EXERCISE OBJECTIVE - Please return the entries word for word, from the line containing "[tag] asphalt road" through the end of the entries, including both of those lines, and omit the pictures from your answer.

──────── LISTED RECORDS

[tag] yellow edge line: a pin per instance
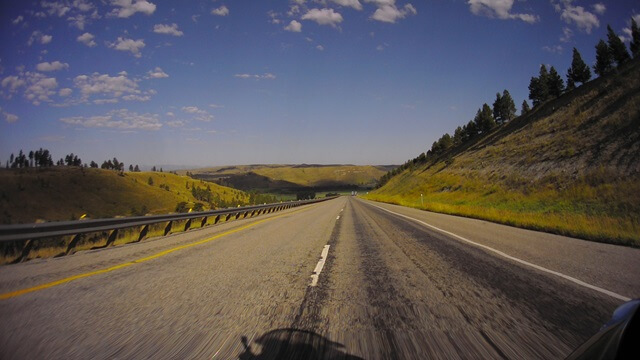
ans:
(141, 260)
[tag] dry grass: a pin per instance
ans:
(571, 167)
(56, 194)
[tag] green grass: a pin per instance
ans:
(311, 175)
(63, 193)
(606, 213)
(569, 167)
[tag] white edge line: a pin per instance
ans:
(319, 266)
(538, 267)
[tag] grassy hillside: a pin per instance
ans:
(571, 166)
(65, 193)
(274, 177)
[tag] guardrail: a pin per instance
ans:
(18, 241)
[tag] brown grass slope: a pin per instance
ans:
(290, 176)
(571, 166)
(66, 193)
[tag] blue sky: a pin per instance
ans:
(200, 83)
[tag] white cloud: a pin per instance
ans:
(39, 88)
(86, 39)
(126, 8)
(599, 8)
(122, 119)
(53, 66)
(133, 46)
(38, 36)
(556, 49)
(74, 9)
(390, 13)
(80, 20)
(500, 9)
(103, 84)
(349, 3)
(265, 76)
(567, 34)
(199, 114)
(167, 29)
(10, 118)
(323, 17)
(176, 123)
(294, 26)
(13, 83)
(157, 73)
(193, 110)
(221, 11)
(577, 15)
(64, 92)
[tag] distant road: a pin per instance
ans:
(393, 282)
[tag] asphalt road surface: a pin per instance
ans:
(388, 285)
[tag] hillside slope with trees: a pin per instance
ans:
(569, 165)
(55, 193)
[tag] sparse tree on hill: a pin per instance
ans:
(578, 72)
(635, 39)
(484, 119)
(538, 90)
(604, 61)
(525, 107)
(617, 48)
(458, 136)
(555, 84)
(504, 109)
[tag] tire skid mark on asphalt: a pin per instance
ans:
(308, 315)
(513, 258)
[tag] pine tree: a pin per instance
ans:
(555, 84)
(525, 107)
(508, 107)
(538, 87)
(504, 109)
(617, 48)
(578, 72)
(604, 61)
(484, 119)
(497, 108)
(635, 39)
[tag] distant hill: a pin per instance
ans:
(570, 166)
(278, 178)
(66, 193)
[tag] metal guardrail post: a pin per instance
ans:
(19, 241)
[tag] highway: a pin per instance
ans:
(391, 282)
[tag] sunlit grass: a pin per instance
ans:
(606, 212)
(57, 194)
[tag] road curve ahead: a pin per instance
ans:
(342, 279)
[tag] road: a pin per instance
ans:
(390, 287)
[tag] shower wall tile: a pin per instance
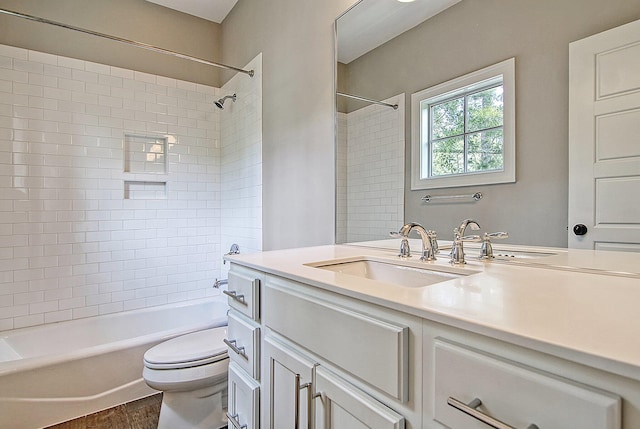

────────────────

RESULT -
[tag] asphalt road surface: a pin per instance
ans:
(388, 285)
[tag] hillside slope with trees: a pin per instance
ans:
(569, 165)
(55, 193)
[tag] sparse tree on hill: a pin per instance
ans:
(578, 72)
(635, 39)
(484, 119)
(538, 90)
(604, 61)
(525, 107)
(617, 48)
(458, 136)
(555, 84)
(504, 109)
[tag] tire skid mark on asphalt: a pin per instance
ans:
(308, 315)
(513, 258)
[tag] pine tree: a pin per instance
ans:
(555, 84)
(525, 107)
(508, 107)
(538, 87)
(504, 109)
(617, 48)
(578, 72)
(604, 61)
(484, 119)
(497, 108)
(635, 39)
[tag] distant hill: a pin per instance
ans:
(570, 166)
(278, 178)
(66, 193)
[tag] metal guardrail post: a pin per instance
ans:
(19, 241)
[tag] highway: a pin per instance
ans:
(391, 282)
[tag] sunlit grass: a pin per instance
ans:
(606, 212)
(57, 194)
[tag] road curve ahead: a pin per instance
ans:
(342, 279)
[tag] road: a pin per instance
ans:
(390, 287)
[tag] shower wall tile: a pin per instance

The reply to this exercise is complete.